### EXTRACT TO READ
┄┄┄┄┄┄┄┄┄┄┄┄┄┄┄┄┄┄┄┄

Summary
Full Decision
ARBITRAL DECISION
Process no. 352/2014-T
Claimant: A..., S.A.
Respondent: Tax and Customs Authority
I. REPORT
A..., S.A., legal entity no. …, with registered office at Av. … Lisbon (hereinafter referred to simply as the Claimant), submitted, on 23-04-2014, a request for the constitution of a singular arbitral tribunal, in accordance with articles 2 and 10 of Decree-Law no. 10/2011, of 20 January (Legal Framework for Arbitration in Tax Matters, hereinafter referred to simply as RJAT), in conjunction with item a) of article 99 of the CPPT, against which the Tax and Customs Authority (hereinafter referred to simply as the Respondent) is named as respondent.
The Claimant requests the annulment of the Stamp Tax assessment no. 2014 …, of 17-03-2014, for the year 2013, relating to the land for construction registered in the urban property register under the article ... of the parish of …, in the municipality of ..., with a payment value of € 9,436.43.
The request for constitution of the arbitral tribunal was accepted by the Honorable President of CAAD on 28-04-2014 and notified to the Tax and Customs Authority on that same date.
Pursuant to the provisions of item a) of section 2 of article 6 and item b) of section 1 of article 11 of the RJAT, the Deontological Board appointed as arbitrator of the singular arbitral tribunal the undersigned, who communicated acceptance of the office within the applicable period.
On 16-06-2014, the Parties were duly notified of this appointment and did not express any intention to challenge the appointment of the arbitrators, in accordance with the combined provisions of article 11, section 1, items a) and b) of the RJAT and articles 6 and 7 of the Deontological Code.

┄┄┄┄┄┄┄┄┄┄┄┄┄┄┄┄┄┄┄┄

### EXCERPTED RECORDS
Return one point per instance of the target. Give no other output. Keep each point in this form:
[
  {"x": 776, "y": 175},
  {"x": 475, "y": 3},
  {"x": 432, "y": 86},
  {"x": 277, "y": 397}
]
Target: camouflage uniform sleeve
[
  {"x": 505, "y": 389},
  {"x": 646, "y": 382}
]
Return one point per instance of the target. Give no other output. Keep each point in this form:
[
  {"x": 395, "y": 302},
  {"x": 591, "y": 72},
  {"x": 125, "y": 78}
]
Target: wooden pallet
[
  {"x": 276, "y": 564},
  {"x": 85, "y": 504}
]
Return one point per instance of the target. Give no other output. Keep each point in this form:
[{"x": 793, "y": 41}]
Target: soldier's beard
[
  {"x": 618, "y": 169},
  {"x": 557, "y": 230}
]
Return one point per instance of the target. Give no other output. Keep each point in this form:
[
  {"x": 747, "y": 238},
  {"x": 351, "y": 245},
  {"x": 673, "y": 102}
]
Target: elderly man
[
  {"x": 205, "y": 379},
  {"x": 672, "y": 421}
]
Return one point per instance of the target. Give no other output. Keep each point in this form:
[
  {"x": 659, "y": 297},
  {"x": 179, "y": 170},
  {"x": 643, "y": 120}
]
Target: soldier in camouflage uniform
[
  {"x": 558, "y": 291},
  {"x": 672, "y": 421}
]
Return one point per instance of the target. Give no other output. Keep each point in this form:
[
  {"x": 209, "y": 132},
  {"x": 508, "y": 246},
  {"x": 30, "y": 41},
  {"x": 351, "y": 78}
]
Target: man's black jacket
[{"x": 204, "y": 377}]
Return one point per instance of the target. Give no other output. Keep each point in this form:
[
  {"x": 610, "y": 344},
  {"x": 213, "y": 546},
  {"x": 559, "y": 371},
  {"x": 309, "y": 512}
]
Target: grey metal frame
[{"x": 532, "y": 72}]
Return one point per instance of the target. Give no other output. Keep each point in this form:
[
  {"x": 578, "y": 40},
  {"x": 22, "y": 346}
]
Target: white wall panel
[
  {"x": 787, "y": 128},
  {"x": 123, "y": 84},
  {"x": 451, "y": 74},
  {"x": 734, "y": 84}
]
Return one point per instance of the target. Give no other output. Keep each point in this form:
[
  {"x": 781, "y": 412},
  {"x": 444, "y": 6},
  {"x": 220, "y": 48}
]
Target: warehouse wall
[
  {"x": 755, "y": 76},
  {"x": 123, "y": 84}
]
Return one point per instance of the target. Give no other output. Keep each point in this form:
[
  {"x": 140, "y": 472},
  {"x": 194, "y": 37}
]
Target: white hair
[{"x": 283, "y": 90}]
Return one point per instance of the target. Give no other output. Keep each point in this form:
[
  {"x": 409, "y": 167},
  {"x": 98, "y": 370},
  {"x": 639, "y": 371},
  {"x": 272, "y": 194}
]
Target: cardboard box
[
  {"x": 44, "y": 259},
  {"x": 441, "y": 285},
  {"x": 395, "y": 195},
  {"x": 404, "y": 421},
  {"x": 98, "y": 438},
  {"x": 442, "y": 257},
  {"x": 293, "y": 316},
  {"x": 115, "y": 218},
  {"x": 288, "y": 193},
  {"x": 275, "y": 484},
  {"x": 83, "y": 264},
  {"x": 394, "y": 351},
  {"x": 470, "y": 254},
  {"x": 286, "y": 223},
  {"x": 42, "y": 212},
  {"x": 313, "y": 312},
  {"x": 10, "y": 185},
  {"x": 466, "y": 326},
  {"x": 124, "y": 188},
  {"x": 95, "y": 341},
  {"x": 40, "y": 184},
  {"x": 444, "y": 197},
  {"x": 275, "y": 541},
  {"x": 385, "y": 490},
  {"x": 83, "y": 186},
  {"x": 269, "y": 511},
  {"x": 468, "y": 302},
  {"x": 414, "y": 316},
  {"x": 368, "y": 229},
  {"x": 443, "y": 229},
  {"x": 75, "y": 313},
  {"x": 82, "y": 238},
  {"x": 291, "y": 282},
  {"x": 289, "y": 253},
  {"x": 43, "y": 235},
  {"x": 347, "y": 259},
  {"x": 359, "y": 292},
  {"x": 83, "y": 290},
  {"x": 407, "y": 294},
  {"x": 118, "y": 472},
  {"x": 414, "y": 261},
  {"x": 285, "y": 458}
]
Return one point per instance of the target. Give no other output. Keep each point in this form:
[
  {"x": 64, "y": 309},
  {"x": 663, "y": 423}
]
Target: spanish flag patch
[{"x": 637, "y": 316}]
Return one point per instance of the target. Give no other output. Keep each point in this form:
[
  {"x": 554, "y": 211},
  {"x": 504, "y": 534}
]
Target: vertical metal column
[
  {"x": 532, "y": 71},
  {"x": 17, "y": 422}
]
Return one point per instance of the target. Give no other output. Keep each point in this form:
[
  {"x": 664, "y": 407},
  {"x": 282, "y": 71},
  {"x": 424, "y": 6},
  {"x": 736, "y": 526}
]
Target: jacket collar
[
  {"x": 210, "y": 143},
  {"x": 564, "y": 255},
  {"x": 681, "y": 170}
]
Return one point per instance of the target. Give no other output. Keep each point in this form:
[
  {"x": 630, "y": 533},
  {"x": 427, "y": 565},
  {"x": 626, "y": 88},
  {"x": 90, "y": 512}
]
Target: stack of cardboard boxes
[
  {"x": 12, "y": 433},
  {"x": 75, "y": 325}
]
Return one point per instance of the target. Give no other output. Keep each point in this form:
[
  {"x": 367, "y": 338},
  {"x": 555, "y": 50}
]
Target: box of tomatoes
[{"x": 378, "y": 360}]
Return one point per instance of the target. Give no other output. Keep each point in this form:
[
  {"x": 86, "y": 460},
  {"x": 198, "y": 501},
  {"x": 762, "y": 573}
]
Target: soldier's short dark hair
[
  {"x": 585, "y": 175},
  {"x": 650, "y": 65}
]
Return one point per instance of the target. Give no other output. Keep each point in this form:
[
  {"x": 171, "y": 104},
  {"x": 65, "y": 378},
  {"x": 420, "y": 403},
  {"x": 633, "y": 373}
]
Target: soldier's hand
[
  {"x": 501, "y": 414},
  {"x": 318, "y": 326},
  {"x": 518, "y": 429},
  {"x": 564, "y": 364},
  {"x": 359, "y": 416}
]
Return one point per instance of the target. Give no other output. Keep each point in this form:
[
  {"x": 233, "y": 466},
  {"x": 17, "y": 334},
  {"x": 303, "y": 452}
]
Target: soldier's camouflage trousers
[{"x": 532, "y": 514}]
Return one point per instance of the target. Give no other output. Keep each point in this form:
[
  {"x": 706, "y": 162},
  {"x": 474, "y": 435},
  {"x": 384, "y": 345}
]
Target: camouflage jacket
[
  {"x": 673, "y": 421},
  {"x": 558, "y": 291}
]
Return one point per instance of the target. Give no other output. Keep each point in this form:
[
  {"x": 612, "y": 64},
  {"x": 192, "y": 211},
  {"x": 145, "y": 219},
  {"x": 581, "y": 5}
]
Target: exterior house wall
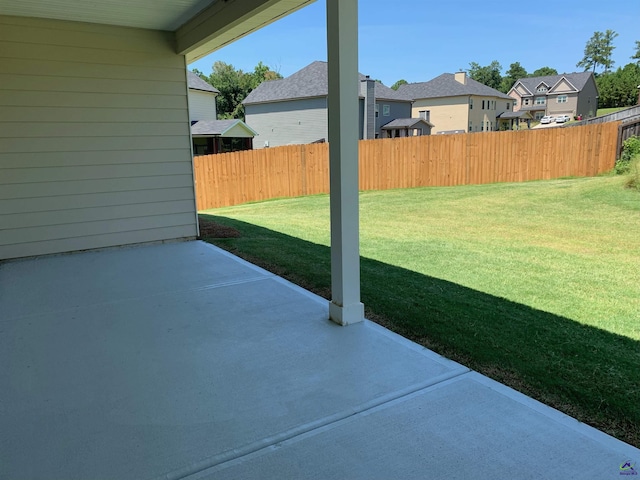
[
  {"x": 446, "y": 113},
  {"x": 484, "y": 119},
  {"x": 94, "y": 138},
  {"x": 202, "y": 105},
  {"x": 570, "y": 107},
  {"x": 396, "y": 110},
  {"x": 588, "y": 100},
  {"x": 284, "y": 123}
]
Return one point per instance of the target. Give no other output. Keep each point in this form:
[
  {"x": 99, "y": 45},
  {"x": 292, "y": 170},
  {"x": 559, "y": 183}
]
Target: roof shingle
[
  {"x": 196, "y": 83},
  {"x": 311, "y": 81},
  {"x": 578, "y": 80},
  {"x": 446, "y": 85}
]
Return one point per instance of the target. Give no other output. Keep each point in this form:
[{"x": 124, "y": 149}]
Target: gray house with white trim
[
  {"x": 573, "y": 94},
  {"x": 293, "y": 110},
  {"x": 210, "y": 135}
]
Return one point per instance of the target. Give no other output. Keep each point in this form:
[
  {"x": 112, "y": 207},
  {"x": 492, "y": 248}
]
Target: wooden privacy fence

┄┄┄┄┄┄┄┄┄┄┄┄┄┄┄┄┄┄┄┄

### TASK INSTRUCTIONS
1. In the arbitral decision, what payment value does the contested Stamp Tax assessment carry?
2. Print the arbitral decision, beginning at the words "The request for" and stopping after "the Deontological Code.".
The listing has no connection to the arbitral decision.

### ANSWER LIST
1. € 9,436.43

2.
The request for constitution of the arbitral tribunal was accepted by the Honorable President of CAAD on 28-04-2014 and notified to the Tax and Customs Authority on that same date.
Pursuant to the provisions of item a) of section 2 of article 6 and item b) of section 1 of article 11 of the RJAT, the Deontological Board appointed as arbitrator of the singular arbitral tribunal the undersigned, who communicated acceptance of the office within the applicable period.
On 16-06-2014, the Parties were duly notified of this appointment and did not express any intention to challenge the appointment of the arbitrators, in accordance with the combined provisions of article 11, section 1, items a) and b) of the RJAT and articles 6 and 7 of the Deontological Code.